Work to complete:
Print all the entries verbatim.
----------------
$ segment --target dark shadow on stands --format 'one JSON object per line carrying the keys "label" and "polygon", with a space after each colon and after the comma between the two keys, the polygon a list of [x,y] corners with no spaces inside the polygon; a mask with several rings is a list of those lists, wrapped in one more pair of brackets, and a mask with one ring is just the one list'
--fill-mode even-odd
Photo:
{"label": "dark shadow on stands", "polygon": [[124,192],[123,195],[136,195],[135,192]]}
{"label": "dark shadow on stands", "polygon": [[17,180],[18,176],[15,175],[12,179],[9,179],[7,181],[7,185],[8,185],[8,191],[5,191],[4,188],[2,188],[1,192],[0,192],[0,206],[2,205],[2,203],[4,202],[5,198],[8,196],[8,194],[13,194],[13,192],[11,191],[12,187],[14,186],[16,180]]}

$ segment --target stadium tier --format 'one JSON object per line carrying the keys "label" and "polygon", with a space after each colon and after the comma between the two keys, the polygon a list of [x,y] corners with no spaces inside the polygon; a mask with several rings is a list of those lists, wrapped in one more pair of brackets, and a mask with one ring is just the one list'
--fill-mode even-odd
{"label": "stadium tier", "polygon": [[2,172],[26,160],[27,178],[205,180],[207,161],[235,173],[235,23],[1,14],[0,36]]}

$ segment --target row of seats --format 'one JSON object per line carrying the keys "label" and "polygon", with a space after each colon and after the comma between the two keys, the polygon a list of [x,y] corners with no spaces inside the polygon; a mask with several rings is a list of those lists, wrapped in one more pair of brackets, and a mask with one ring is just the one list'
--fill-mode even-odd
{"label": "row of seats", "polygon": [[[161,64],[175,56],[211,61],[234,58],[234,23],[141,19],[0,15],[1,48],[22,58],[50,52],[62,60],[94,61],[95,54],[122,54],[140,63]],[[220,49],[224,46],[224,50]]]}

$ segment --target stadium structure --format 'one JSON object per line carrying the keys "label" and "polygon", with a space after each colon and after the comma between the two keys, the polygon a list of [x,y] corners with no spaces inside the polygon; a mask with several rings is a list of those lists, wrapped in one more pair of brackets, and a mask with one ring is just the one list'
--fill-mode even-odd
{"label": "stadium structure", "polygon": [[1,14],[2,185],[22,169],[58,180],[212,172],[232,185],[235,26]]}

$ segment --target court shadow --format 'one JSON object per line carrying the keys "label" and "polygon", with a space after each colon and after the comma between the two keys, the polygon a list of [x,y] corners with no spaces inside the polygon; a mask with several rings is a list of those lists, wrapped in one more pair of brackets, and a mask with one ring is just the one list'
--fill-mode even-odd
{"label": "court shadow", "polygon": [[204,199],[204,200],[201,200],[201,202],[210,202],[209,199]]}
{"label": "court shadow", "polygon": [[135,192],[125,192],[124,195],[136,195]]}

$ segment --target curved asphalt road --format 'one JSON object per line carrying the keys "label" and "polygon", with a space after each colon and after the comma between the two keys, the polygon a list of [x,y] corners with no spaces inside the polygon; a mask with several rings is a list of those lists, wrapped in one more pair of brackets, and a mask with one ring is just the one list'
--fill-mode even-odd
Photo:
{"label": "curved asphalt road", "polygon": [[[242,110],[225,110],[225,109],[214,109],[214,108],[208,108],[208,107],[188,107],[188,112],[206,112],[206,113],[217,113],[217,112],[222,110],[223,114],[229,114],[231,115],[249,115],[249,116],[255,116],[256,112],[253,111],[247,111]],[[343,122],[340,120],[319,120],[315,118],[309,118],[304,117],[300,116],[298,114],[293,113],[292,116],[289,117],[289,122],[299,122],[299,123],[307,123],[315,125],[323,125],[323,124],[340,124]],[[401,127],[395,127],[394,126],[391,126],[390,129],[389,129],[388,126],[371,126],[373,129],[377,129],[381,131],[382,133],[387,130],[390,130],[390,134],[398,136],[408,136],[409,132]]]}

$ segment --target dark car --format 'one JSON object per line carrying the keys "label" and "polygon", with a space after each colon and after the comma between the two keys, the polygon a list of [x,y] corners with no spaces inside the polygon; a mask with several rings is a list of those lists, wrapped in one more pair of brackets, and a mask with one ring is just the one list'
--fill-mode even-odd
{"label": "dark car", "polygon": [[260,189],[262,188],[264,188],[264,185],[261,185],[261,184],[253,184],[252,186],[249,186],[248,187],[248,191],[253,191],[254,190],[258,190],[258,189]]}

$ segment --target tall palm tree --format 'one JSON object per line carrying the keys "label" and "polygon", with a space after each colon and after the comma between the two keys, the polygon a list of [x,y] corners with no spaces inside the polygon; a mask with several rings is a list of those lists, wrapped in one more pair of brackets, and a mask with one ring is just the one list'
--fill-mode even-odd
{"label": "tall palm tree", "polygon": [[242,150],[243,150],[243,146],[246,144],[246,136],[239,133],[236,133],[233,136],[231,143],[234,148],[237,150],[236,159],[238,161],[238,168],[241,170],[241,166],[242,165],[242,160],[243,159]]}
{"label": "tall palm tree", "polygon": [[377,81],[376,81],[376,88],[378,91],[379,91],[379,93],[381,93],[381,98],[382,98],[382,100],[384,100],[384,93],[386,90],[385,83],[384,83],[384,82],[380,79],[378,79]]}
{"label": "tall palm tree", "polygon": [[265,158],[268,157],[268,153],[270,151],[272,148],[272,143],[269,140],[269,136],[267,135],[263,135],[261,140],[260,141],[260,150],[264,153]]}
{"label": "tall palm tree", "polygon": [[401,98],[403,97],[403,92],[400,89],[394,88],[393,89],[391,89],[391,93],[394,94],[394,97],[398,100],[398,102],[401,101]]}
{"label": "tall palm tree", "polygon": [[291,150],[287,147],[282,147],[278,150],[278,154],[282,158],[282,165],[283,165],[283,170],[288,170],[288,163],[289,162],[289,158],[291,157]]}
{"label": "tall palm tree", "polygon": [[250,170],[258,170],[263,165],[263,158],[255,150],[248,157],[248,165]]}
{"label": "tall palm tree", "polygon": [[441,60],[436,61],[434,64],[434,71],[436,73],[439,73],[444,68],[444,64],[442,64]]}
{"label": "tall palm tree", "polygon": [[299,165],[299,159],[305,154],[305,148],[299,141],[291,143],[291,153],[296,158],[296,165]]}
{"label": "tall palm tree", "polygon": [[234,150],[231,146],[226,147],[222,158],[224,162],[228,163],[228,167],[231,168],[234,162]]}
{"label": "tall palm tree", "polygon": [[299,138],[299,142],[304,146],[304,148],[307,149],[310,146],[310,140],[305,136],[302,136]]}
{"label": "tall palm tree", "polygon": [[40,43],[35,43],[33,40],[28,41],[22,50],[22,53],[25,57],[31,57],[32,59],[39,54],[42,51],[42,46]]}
----------------
Answer to this task:
$ segment --target dark shadow on stands --format 'one JSON object per line carrying the keys "label" and "polygon", with a space after each colon and after the comma between the two keys, the polygon a list of [x,y] corners with no spaces inside the polygon; a mask with several rings is a list of those lists, wrapped in one more pair of brackets, and a mask with one ring is just the one list'
--fill-mode even-odd
Photo:
{"label": "dark shadow on stands", "polygon": [[124,192],[123,195],[136,195],[135,192]]}
{"label": "dark shadow on stands", "polygon": [[17,180],[18,176],[15,175],[12,179],[9,179],[7,181],[7,185],[8,185],[8,191],[5,191],[4,188],[2,188],[1,192],[0,192],[0,206],[2,205],[2,203],[4,202],[5,198],[8,196],[8,194],[13,194],[13,192],[11,191],[12,187],[14,186],[16,180]]}

$ segment --target stadium tier --format 'one JSON object per line carrying the keys "label" and "polygon", with a space after each colon and after the comma between the two keys, the polygon a list of [x,y] corners with no spaces inside the polygon; a mask with several rings is a list of those lists, wrapped in one more pair of brackets, and a mask with one ring is just the one list'
--fill-mode even-odd
{"label": "stadium tier", "polygon": [[2,172],[26,160],[27,178],[205,180],[207,161],[235,173],[235,23],[1,14],[0,36]]}

$ segment --target row of seats --format 'one JSON object per line carrying the keys "label" and "polygon", with a space after each colon and after the comma between the two keys, the polygon a list of [x,y] corners with no spaces inside the polygon; a mask with several rings is a list of those lists, wrapped in one more pair of brackets, and a mask with one ring is just the one list'
--fill-mode even-odd
{"label": "row of seats", "polygon": [[[161,64],[175,56],[211,61],[234,58],[234,23],[141,19],[0,15],[1,48],[22,58],[50,52],[62,60],[94,61],[95,54],[122,54],[140,63]],[[220,49],[224,46],[224,50]]]}

$ segment --target stadium structure --format 'one JSON object per line carrying the keys "label" and "polygon", with a space after each colon and after the comma between the two keys, the polygon a list of [x,y] corners with no spaces inside the polygon; a mask with several rings is a list of those lists, wrapped in one more pair of brackets, and a mask with one ring is just the one list'
--fill-mode even-odd
{"label": "stadium structure", "polygon": [[1,14],[2,185],[22,169],[58,180],[212,172],[232,185],[235,26]]}

$ segment --target court shadow --format 'one JSON object per line carrying the keys "label" and "polygon", with a space after each colon and after the comma between the two keys, the polygon a list of [x,y] corners with no spaces inside the polygon; a mask with several rings is a list of those lists, wrapped in one more pair of brackets, and a mask with one ring is just the one list'
--fill-mode even-odd
{"label": "court shadow", "polygon": [[204,199],[204,200],[201,200],[201,202],[210,202],[209,199]]}
{"label": "court shadow", "polygon": [[135,192],[125,192],[124,195],[136,195]]}

$ segment --target curved asphalt road --format 'one JSON object per line carrying the keys "label" and "polygon", with a space after each colon and after the comma between the two keys, the polygon a list of [x,y] corners with no spaces inside the polygon; a mask with several rings is a list of those lists, wrapped in one more pair of brackets, and a mask with one ring is just the one list'
--fill-mode even-odd
Photo:
{"label": "curved asphalt road", "polygon": [[[242,110],[225,110],[225,109],[214,109],[214,108],[208,108],[208,107],[188,107],[188,112],[206,112],[206,113],[217,113],[217,112],[222,110],[223,114],[229,114],[231,115],[249,115],[249,116],[255,116],[256,112],[253,111],[247,111]],[[343,122],[340,120],[319,120],[315,118],[309,118],[304,117],[300,116],[298,114],[293,113],[292,116],[289,117],[289,122],[299,122],[299,123],[307,123],[315,125],[323,125],[323,124],[340,124]],[[401,127],[395,127],[394,126],[391,126],[390,129],[389,129],[388,126],[371,126],[373,129],[377,129],[381,131],[382,133],[387,130],[390,130],[390,134],[398,136],[408,136],[409,132]]]}

$ segment --target dark car --format 'one JSON object per line carrying the keys "label" and "polygon", with a space after each colon and after the comma between the two keys, the polygon a list of [x,y] corners with no spaces inside the polygon; a mask with several rings is a list of those lists, wrapped in one more pair of brackets, and a mask with one ring is just the one list'
--fill-mode even-odd
{"label": "dark car", "polygon": [[260,189],[262,188],[264,188],[264,185],[261,185],[261,184],[253,184],[252,186],[249,186],[248,187],[248,191],[253,191],[254,190],[258,190],[258,189]]}

$ segment --target tall palm tree --format 'one JSON object per line carrying the keys "label" and "polygon", with a space after each colon and after the comma between the two keys, the polygon a list of [x,y] corners with no spaces inside the polygon; a mask with several rings is a list of those lists, wrapped in one more pair of brackets, and a mask with one ring is just the one list'
--fill-mode even-odd
{"label": "tall palm tree", "polygon": [[242,150],[243,150],[243,146],[246,144],[246,136],[239,133],[236,133],[233,136],[231,143],[234,148],[237,150],[236,159],[238,161],[238,168],[241,170],[241,166],[242,165],[242,160],[243,159]]}
{"label": "tall palm tree", "polygon": [[377,81],[376,81],[376,88],[378,91],[379,91],[379,93],[381,93],[381,98],[382,98],[382,100],[384,100],[384,93],[386,90],[385,83],[384,83],[384,82],[380,79],[378,79]]}
{"label": "tall palm tree", "polygon": [[265,158],[268,157],[268,153],[270,151],[272,148],[272,143],[269,140],[269,136],[267,135],[263,135],[261,140],[260,141],[260,150],[264,153]]}
{"label": "tall palm tree", "polygon": [[401,98],[403,97],[403,92],[400,89],[394,88],[393,89],[391,89],[391,93],[394,94],[394,97],[398,100],[398,102],[401,101]]}
{"label": "tall palm tree", "polygon": [[291,150],[287,147],[282,147],[278,150],[278,154],[282,158],[282,165],[283,165],[283,170],[288,170],[288,163],[289,162],[289,158],[291,157]]}
{"label": "tall palm tree", "polygon": [[250,170],[258,170],[263,165],[263,158],[255,150],[248,157],[248,165]]}
{"label": "tall palm tree", "polygon": [[441,60],[436,61],[434,64],[434,71],[436,73],[439,73],[444,68],[444,64],[442,64]]}
{"label": "tall palm tree", "polygon": [[299,165],[299,159],[305,154],[305,148],[299,141],[291,143],[291,153],[296,158],[296,165]]}
{"label": "tall palm tree", "polygon": [[234,150],[231,146],[226,147],[222,158],[224,162],[228,163],[228,167],[231,168],[234,162]]}
{"label": "tall palm tree", "polygon": [[299,138],[299,142],[304,146],[304,148],[307,149],[310,146],[310,140],[305,136],[302,136]]}
{"label": "tall palm tree", "polygon": [[40,43],[35,43],[33,40],[28,41],[22,50],[22,53],[25,57],[31,57],[32,59],[39,54],[42,51],[42,46]]}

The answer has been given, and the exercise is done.